Instructions:
A – List the four metrics that Dorsey proposed, according to the Twitter extract below.
B – Extend the Twitter extract below, beginning right after its final sentence.

Extract START

Sunday, March 04, 2018

Twitter In The Crosshairs: Is We Sick Boss?


Stakes is High with all these global governance challenges....,

WaPo  |  Twitter is sick. And it’s sorry for infecting you. Oh, and — do you have an aspirin?

That was the gist of Twitter chief executive Jack Dorsey’s mea culpa this week. In a series of tweets Thursday, Dorsey confessed that the company “didn’t fully predict or understand the real-world negative consequences” of the instant, public and global messaging it pioneered. “We aren’t proud of how people have taken advantage of our service, or our inability to address it fast enough,” he said. “We’ve focused most of our efforts on removing content against our terms, instead of building a systemic framework to help encourage more healthy debate, conversations, and critical thinking.” 

Dorsey is asking the public to help Twitter get better. It is inviting outside experts to submit proposals for ways to define and measure the “health” of conversation on the platform, presumably as a first step toward improving it. As a first attempt, Dorsey has suggested four metrics based on the work of an MIT-affiliated nonprofit: shared attention (is there overlap in what we’re talking about?); shared reality (are we using the same facts?); variety (are we exposed to different opinions grounded in shared reality?); and receptivity (are we open, civil and listening to different opinions?).

Extract END
Provided material START

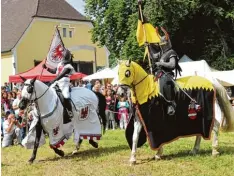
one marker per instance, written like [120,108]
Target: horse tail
[228,112]
[102,108]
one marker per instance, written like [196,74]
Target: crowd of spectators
[13,123]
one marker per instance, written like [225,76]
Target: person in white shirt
[15,104]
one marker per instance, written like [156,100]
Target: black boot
[68,107]
[171,108]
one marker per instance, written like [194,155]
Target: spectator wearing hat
[7,86]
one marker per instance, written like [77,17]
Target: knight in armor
[165,61]
[64,70]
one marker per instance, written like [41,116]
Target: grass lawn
[112,159]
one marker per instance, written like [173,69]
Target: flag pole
[56,28]
[142,20]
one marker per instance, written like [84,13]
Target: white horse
[132,76]
[50,112]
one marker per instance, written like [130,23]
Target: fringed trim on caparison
[195,82]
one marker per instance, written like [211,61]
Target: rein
[36,103]
[141,80]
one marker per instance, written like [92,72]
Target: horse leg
[135,137]
[77,146]
[196,145]
[59,152]
[37,140]
[93,143]
[215,144]
[159,154]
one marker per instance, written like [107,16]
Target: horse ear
[128,62]
[23,79]
[165,32]
[33,80]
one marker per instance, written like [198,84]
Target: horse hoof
[74,152]
[193,152]
[157,157]
[132,163]
[61,153]
[215,153]
[30,161]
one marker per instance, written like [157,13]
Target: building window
[70,34]
[64,32]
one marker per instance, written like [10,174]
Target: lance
[142,20]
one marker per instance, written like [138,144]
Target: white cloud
[77,4]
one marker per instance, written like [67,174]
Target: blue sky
[78,5]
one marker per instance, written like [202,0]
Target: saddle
[66,116]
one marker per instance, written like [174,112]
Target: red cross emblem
[57,53]
[55,131]
[84,112]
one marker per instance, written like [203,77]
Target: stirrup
[70,113]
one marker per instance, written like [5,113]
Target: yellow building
[27,30]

Provided material END

Numbered answers:
A – Shared attention, shared reality, variety, and receptivity.

B –
It is good to see that Twitter is finally acknowledging its ill health. It is even better to hear it’s open to intervention. The problem is that the service may be too far gone to recover — and it is unclear whether this initiative is a last gasp or a real attempt to change.

The reasoning behind this proposal is probably not just a noble commitment to public health. Platforms such as Twitter have clearly realized that if they don’t begin to self-correct, the government is going to do it for them through regulations that may not be as gentle as those they would impose on themselves. And in the long run, the flaws in their systems represent an existential threat worth getting ahead of. Being seen as a destroyer of democracy and a net negative to public trust isn’t exactly great branding. A short-term cure, if painful, might offer the inoculation that platforms such as Twitter need for long-term survival.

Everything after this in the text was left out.